Scanning Electron Microscopy

For scanning electron microscopy analysis, dough samples containing 0 and 200 ppm of trehalose were prior dried overnight at 100°C and then powdered. A Quanta 200 (FEI, Czech Republic) scanning electron microscope was used. Samples containing 0 and 200 ppm of trehalose were observed at a magnification level of 1,000×. Higher levels of magnification could not be applied to the samples as they caused excessive heating and deformation.

Statistical Analysis

Statistical analysis of the data was performed using the software Statistica 6.0 (StatSoft, Tulsa, OK, USA). Multiple regression analysis and principal component analysis (PCA) were performed. Multiple regression involves predicting the values of a dependant variable from values deriving from a collection of other variables (predictors) using linear combinations (Christensen 1996).

For the data collected on P variables (quality parameters) for N cases (trehalose content), PCA performs analyses in the N-dimensional space defined by P variables and P-dimensional space defined by N cases. Mathematically, the computation of factors in PCA basically consists of diagonalizing a symmetric matrix. The result is a new set of variables (principal components) that are linear combinations of the original variables and are uncorrelated. The new variables thus generated are smaller in number and yet account for the inherent variation of the data to the maximum possible extent. In this way, a new space (factor space) is generated onto which the cases and the variables can be projected and classified into categories (Sharma 1996; StatSoft Inc. 2006).

Data section:
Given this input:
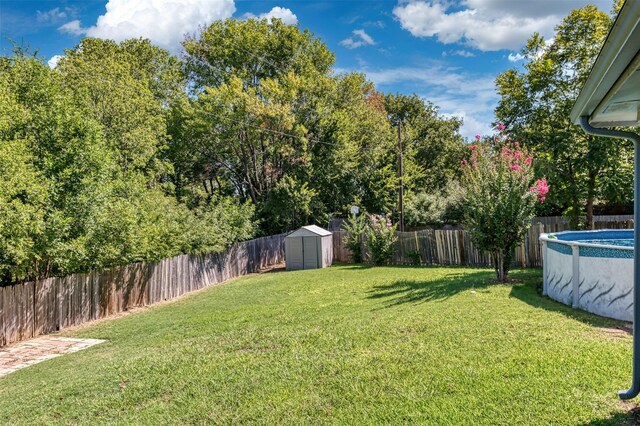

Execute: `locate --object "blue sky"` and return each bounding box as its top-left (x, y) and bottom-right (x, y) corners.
top-left (0, 0), bottom-right (612, 139)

Work to complete:
**a)** Answer these questions from the dough methods text, one answer per line, marked like the questions:
(i) At what temperature were the dough samples dried before they were powdered?
(ii) Which software was used for the statistical analysis?
(iii) What happened to the samples at magnifications above 1,000×?
**b)** Carry on the dough methods text from its final sentence.

Responses for each task:
**a)**
(i) 100°C, overnight.
(ii) Statistica 6.0 (StatSoft, Tulsa, OK, USA).
(iii) The samples heated excessively and deformed.

**b)**
Results and Discussion

To designate the quality characteristics of bread made from frozen dough, weight loss during baking, specific volume, crust and crumb color, and dough, crust, and crumb firmness were measured after different storage-time intervals. Specially, specific volume and crumb texture characteristics are considered to be two of the most important quality indicators in frozen bakery products (Ribotta et al. 2001) since these are both affected by the loss of yeast viability and dough strength.

In Figs. 1 and 2, the specific volume variation during storage is presented for samples from white and whole-wheat flour, respectively. Findings indicate that, in most cases, there is a proportional relation between specific volume and trehalose content. The specific volume of nonfrozen samples (0–200 ppm) prepared at different intervals during the sampling period, using the same experimental procedure, varied between 2.41 and 3.17 ml/g for white samples and 1.76 and 2.15 ml/g for whole-wheat samples.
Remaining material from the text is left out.